EXERCISE TASK:
Copy out the lines below word for word, changing nothing.

DATA RECORDS:
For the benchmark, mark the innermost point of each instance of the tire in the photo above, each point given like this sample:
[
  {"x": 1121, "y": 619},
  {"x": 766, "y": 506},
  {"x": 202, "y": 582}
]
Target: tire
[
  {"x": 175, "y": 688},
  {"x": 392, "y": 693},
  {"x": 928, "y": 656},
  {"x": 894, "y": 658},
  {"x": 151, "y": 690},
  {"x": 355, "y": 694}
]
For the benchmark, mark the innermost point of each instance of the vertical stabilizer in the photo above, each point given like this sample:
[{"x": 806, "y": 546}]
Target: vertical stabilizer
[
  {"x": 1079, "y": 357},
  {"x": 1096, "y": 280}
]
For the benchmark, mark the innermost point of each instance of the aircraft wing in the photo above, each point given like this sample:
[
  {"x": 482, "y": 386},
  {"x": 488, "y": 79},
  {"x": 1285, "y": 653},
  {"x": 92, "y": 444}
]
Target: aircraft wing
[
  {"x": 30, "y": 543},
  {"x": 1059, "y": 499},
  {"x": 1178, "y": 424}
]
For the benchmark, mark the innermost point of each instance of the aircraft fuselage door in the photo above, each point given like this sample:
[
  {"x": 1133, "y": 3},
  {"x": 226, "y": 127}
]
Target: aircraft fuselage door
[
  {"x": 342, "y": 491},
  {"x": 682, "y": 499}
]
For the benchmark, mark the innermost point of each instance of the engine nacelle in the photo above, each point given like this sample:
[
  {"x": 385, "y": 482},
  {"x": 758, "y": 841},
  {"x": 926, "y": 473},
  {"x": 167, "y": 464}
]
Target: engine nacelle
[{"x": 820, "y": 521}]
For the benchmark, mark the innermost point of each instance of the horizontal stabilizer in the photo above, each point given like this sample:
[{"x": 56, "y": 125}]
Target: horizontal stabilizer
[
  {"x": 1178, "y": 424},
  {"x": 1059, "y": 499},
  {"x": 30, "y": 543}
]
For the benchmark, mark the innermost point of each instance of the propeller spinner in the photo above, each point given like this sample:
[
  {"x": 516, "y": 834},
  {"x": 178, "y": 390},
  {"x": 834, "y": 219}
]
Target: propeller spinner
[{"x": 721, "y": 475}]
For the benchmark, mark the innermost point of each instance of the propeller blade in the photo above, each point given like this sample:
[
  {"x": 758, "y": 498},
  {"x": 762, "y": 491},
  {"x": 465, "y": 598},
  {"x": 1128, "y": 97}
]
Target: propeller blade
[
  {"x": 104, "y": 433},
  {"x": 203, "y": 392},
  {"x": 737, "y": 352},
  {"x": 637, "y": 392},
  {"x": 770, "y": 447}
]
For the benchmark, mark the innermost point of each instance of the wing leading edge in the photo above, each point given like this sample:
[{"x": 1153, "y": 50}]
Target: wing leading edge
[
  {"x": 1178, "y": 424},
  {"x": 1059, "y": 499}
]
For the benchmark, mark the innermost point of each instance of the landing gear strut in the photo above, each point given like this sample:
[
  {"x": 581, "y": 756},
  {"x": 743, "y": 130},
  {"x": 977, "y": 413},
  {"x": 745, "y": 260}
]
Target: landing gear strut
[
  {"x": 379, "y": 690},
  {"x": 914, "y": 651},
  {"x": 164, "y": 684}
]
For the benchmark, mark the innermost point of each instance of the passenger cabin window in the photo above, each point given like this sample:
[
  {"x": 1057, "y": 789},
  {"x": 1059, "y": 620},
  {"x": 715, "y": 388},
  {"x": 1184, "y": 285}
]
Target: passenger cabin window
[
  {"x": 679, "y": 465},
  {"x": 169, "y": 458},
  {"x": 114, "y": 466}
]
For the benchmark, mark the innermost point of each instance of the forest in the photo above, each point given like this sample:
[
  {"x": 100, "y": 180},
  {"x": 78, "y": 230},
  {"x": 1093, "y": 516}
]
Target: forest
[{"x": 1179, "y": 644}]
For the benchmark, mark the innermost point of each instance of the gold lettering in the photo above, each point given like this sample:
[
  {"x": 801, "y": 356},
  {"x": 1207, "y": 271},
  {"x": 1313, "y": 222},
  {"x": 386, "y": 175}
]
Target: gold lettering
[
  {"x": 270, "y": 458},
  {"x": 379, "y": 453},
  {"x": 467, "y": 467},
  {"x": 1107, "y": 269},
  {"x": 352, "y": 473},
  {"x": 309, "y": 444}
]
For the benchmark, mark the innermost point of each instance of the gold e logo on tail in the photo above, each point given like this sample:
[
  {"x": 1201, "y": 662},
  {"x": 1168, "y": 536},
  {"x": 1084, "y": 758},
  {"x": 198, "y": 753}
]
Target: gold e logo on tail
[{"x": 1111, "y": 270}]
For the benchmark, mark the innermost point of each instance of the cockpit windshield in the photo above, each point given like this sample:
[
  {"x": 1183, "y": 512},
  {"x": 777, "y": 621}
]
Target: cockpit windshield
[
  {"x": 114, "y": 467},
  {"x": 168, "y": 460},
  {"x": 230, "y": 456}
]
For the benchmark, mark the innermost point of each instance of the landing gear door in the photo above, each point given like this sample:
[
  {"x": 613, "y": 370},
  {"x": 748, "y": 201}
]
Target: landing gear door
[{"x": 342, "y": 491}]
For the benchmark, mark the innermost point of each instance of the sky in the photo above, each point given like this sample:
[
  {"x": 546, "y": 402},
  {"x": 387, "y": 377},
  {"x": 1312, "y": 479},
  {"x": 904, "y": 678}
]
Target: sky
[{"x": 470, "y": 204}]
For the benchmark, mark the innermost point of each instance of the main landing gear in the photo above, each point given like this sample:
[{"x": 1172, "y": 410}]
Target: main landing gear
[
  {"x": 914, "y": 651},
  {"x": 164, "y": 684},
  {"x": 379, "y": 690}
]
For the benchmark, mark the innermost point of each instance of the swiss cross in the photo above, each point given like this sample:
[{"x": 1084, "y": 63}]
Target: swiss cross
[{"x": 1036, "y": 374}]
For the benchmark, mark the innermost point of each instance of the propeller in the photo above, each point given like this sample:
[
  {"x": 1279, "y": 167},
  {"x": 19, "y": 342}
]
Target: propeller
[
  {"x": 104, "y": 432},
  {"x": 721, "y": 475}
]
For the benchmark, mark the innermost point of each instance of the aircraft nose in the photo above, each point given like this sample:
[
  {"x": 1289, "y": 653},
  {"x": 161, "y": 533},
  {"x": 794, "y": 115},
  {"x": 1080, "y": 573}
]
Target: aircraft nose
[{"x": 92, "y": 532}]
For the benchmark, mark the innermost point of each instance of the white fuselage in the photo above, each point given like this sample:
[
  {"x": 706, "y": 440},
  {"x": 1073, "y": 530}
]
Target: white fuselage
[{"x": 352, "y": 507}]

EXERCISE ANSWER:
For the benchmark, mark the innermost point of each instance of the tire in the photo above, each point given like this sample:
[
  {"x": 1121, "y": 619},
  {"x": 766, "y": 506},
  {"x": 202, "y": 582}
]
Target: tire
[
  {"x": 175, "y": 688},
  {"x": 392, "y": 693},
  {"x": 928, "y": 656},
  {"x": 894, "y": 658},
  {"x": 151, "y": 690},
  {"x": 355, "y": 694}
]
For the benchmark, mark the innermost point of each instance of the vertical stabilizer in the photo above, each point given like this sample:
[{"x": 806, "y": 546}]
Target: vertical stabilizer
[
  {"x": 1079, "y": 357},
  {"x": 1096, "y": 280}
]
For the benchmark, mark the innermost point of each instance of the aircraft wing in the photo above, each point given like this sample:
[
  {"x": 482, "y": 386},
  {"x": 488, "y": 79},
  {"x": 1285, "y": 653},
  {"x": 92, "y": 444}
]
Target: aircraft wing
[
  {"x": 30, "y": 543},
  {"x": 1059, "y": 499},
  {"x": 1178, "y": 424}
]
For the benchmark, mark the innermost point of each instance of the aircraft fuselage door in the photo above, each point given like this sample:
[
  {"x": 1133, "y": 3},
  {"x": 226, "y": 127}
]
Target: aircraft fuselage door
[
  {"x": 342, "y": 491},
  {"x": 682, "y": 499}
]
For the benchmark, mark the innermost point of each instance of the engine nacelle in the photo above, each point given like this sample:
[
  {"x": 385, "y": 482},
  {"x": 758, "y": 841},
  {"x": 926, "y": 473},
  {"x": 167, "y": 464}
]
Target: engine nacelle
[{"x": 820, "y": 521}]
For the benchmark, mark the innermost point of each instance of the horizontal stabilizer in the photo above, each point given like this sample:
[{"x": 56, "y": 125}]
Target: horizontal stabilizer
[
  {"x": 1178, "y": 424},
  {"x": 1059, "y": 499},
  {"x": 30, "y": 543}
]
For the benchmark, mark the innermost point of each instance of the propeller spinner in the photo above, each point given like this sample:
[
  {"x": 516, "y": 834},
  {"x": 178, "y": 390},
  {"x": 834, "y": 219}
]
Target: propeller spinner
[{"x": 721, "y": 475}]
For the benchmark, mark the innermost point of each instance of the propeller blade in the photo above, each point given like this sample:
[
  {"x": 758, "y": 498},
  {"x": 762, "y": 491},
  {"x": 465, "y": 598},
  {"x": 1128, "y": 97}
]
Target: propeller blade
[
  {"x": 104, "y": 433},
  {"x": 203, "y": 392},
  {"x": 737, "y": 352},
  {"x": 637, "y": 392},
  {"x": 770, "y": 447}
]
For the benchmark, mark the innermost point of each instance of the wing leading edge in the photo above, each point given like this sample:
[{"x": 1153, "y": 50}]
Target: wing leading edge
[
  {"x": 1178, "y": 424},
  {"x": 1059, "y": 499}
]
For the benchmark, mark the innermost point of each instance of the landing gear strut in the photo above, each point given like this sample:
[
  {"x": 581, "y": 756},
  {"x": 743, "y": 130},
  {"x": 977, "y": 413},
  {"x": 745, "y": 260}
]
Target: landing gear strut
[
  {"x": 379, "y": 690},
  {"x": 914, "y": 651},
  {"x": 164, "y": 684}
]
For the benchmark, mark the innermost point of each instance of the passenger cabin window in the photo above, each point given like this sample:
[
  {"x": 1057, "y": 789},
  {"x": 1059, "y": 620},
  {"x": 715, "y": 388},
  {"x": 1184, "y": 285}
]
Target: passenger cabin window
[
  {"x": 679, "y": 465},
  {"x": 169, "y": 458},
  {"x": 114, "y": 466}
]
For the benchmark, mark the innermost point of each instance of the forest in the photo above, each point given like this sample:
[
  {"x": 100, "y": 180},
  {"x": 78, "y": 230},
  {"x": 1093, "y": 516}
]
Target: forest
[{"x": 1179, "y": 644}]
For the benchmark, mark the innermost point of each instance of the gold lettering in the photo above, each point given like this sample:
[
  {"x": 801, "y": 356},
  {"x": 1207, "y": 271},
  {"x": 1313, "y": 222},
  {"x": 386, "y": 175}
]
Target: gold lettering
[
  {"x": 270, "y": 458},
  {"x": 379, "y": 453},
  {"x": 467, "y": 467},
  {"x": 1107, "y": 269},
  {"x": 352, "y": 473},
  {"x": 309, "y": 444}
]
For the benchmark, mark the innermost point of each instance of the gold e logo on tail in the photo above, each point given like this sample:
[
  {"x": 1201, "y": 662},
  {"x": 1168, "y": 536},
  {"x": 1084, "y": 758},
  {"x": 198, "y": 753}
]
Target: gold e logo on tail
[{"x": 1111, "y": 270}]
For the benchmark, mark the innermost point of each instance of the cockpit windshield in the photo above, each point given like this sample:
[
  {"x": 1183, "y": 512},
  {"x": 777, "y": 621}
]
Target: cockpit windshield
[
  {"x": 114, "y": 467},
  {"x": 168, "y": 460},
  {"x": 230, "y": 456}
]
For the benchmark, mark the innermost point of each instance of the landing gear door in the photo above, each point given like this sample:
[
  {"x": 613, "y": 370},
  {"x": 748, "y": 201}
]
Target: landing gear door
[{"x": 342, "y": 491}]
For the benchmark, mark the innermost point of each instance of the sky in the photo above, each point given like this sample:
[
  {"x": 546, "y": 402},
  {"x": 387, "y": 377},
  {"x": 1312, "y": 479},
  {"x": 904, "y": 678}
]
Target: sky
[{"x": 470, "y": 204}]
For the benchmark, mark the innermost point of each instance of the main landing gear in the photo above, each point given like this sample:
[{"x": 1172, "y": 410}]
Target: main landing gear
[
  {"x": 914, "y": 651},
  {"x": 164, "y": 684},
  {"x": 379, "y": 690}
]
For the benchmark, mark the innermost point of each instance of the swiss cross in the photo above, each point given like this sample:
[{"x": 1084, "y": 63}]
Target: swiss cross
[{"x": 1036, "y": 374}]
For the benchmark, mark the innermost point of each instance of the propeller in the photo above, each point given like this sample:
[
  {"x": 1279, "y": 167},
  {"x": 19, "y": 342}
]
Target: propeller
[
  {"x": 104, "y": 432},
  {"x": 721, "y": 475}
]
For the benchmark, mark the innermost point of each instance of the aircraft nose in the photo above, each point given like this sample:
[
  {"x": 1289, "y": 653},
  {"x": 161, "y": 533},
  {"x": 794, "y": 115},
  {"x": 1080, "y": 573}
]
Target: aircraft nose
[{"x": 92, "y": 532}]
For the benchmark, mark the innermost point of each instance of the white fuselage in the photo above, each point given like this sample:
[
  {"x": 706, "y": 440},
  {"x": 1073, "y": 530}
]
Target: white fuselage
[{"x": 352, "y": 507}]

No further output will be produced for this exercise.